Nel sec. X, sempre in Cina, ebbe inizio la stampa con caratteri mobili, prima in legno poi in terracotta; il primo "libro" stampato con caratteri mobili di piombo, mediante un torchio tipografico, venne realizzato in Corea nel 1409. Contemporaneamente, in Europa, si era perfezionata la stampa tabellare su lastre metalliche soprattutto a opera di stampatori olandesi e tedeschi, ai quali si devono anche i primi tentativi per realizzare caratteri tipografici mobili in metallo e l’uso di nuovi inchiostri a rapida essiccazione. Chi risolse i problemi della produzione di un elevato numero di caratteri tutti uguali, del perfetto allineamento delle righe di stampa composte e di un metodo rapido d’impressione su fogli di carta fu Johann Gutenberg, che, in collaborazione con Johann Fust e Peter Schoeffer, inventò il compositoio e la forma di stampa per caratteri mobili in piombo e introdusse il torchio da stampa, derivandolo da quello per vino allora in uso.

Gutenberg e i soci stamparono, fra 1445 6 1460, in più copie assai nitide, una grammatica, un calendario, alcune "lettere d’indulgenza", un salterio e le famose Bibbie. Con Gutenberg, il nuovo metodo di stampa, noto in seguito come tipografia, si affermò rapidamente: da Magonza passò via via in tutta l’Europa e alla fine del Quattrocento non esisteva città importante che non avesse una sua tipografia. Pur se la tecnica era primitiva, i torchi a braccio di questi prototipografi diedero opere meravigliose: nel sec. XVI fu tutto un fiorire di classici, di opere in volgare, di volumetti spesso impreziositi dalle illustrazioni realizzate a parte col metodo della xilografia e poi inserite nella composizione prima della stampa.

[Estratti di dataset etichettati con riquadri]
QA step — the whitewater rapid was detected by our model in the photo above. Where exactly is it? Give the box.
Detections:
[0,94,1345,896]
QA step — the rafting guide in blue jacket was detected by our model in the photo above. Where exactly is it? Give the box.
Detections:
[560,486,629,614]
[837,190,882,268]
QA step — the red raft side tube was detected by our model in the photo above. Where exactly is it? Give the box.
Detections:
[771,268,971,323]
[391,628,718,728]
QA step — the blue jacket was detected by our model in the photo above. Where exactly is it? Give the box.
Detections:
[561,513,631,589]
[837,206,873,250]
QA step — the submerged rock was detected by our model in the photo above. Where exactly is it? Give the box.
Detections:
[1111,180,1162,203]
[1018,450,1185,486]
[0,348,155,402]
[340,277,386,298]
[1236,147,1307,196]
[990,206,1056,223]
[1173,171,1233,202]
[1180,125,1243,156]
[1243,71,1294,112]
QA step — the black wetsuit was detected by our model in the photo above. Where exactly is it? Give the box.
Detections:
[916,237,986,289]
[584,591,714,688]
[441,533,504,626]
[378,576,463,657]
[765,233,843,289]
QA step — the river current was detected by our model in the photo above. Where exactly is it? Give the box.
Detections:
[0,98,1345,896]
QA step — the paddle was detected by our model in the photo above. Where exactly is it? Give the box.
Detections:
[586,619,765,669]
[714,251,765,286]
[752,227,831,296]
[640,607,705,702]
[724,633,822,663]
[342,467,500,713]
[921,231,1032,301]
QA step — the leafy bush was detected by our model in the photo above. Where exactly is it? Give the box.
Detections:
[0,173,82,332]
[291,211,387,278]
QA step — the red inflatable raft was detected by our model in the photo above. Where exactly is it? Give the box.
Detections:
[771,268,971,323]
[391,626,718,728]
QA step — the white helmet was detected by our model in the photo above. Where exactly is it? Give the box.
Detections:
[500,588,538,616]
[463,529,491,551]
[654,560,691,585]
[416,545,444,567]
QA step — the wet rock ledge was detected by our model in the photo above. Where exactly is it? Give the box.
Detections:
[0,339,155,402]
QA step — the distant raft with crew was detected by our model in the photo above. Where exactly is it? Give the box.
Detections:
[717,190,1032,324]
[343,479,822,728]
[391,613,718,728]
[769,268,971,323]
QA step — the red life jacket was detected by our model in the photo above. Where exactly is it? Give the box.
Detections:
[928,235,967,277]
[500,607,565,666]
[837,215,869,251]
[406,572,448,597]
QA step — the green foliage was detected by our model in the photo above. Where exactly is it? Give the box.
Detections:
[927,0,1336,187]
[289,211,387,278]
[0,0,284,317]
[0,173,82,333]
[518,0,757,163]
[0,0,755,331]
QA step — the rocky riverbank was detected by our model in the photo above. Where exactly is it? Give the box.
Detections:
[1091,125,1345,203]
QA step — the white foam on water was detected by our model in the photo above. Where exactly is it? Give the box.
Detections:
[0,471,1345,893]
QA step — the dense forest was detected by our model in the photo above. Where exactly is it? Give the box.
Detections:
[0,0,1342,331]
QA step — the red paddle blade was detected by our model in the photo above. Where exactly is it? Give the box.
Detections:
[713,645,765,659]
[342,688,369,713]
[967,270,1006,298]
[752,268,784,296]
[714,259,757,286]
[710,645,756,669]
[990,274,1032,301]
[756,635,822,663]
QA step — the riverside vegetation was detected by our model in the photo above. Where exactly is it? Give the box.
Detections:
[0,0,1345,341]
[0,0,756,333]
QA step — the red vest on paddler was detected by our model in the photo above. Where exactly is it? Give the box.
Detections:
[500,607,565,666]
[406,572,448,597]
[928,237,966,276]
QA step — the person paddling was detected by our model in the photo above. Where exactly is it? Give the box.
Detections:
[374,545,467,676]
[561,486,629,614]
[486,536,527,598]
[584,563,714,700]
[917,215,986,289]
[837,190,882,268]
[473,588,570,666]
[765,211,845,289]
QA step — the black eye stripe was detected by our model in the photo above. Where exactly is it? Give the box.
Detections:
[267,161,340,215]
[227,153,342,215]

● **Obiettivi**:
a - Le seguenti affermazioni concordano con il brano sulla storia della stampa? (i) Il primo libro stampato con caratteri mobili di piombo fu realizzato in Corea nel 1409. (ii) Gutenberg ricavò il torchio da stampa da quello usato per l'olio. (iii) Alla fine del Quattrocento solo poche città importanti avevano una tipografia. Per ciascuna rispondi sì o no e cita le parole del brano che lo stabiliscono.
b - Puoi citare parola per parola il passo del brano sulla storia della stampa che inizia con «Gutenberg e i» e prosegue fino a «prima della stampa.»?

● **Risultati attesi**:
a -
(i) Sì: «il primo "libro" stampato con caratteri mobili di piombo, mediante un torchio tipografico, venne realizzato in Corea nel 1409»
(ii) No: «derivandolo da quello per vino allora in uso»
(iii) No: «alla fine del Quattrocento non esisteva città importante che non avesse una sua tipografia»

b -
Gutenberg e i soci stamparono, fra 1445 6 1460, in più copie assai nitide, una grammatica, un calendario, alcune "lettere d’indulgenza", un salterio e le famose Bibbie. Con Gutenberg, il nuovo metodo di stampa, noto in seguito come tipografia, si affermò rapidamente: da Magonza passò via via in tutta l’Europa e alla fine del Quattrocento non esisteva città importante che non avesse una sua tipografia. Pur se la tecnica era primitiva, i torchi a braccio di questi prototipografi diedero opere meravigliose: nel sec. XVI fu tutto un fiorire di classici, di opere in volgare, di volumetti spesso impreziositi dalle illustrazioni realizzate a parte col metodo della xilografia e poi inserite nella composizione prima della stampa.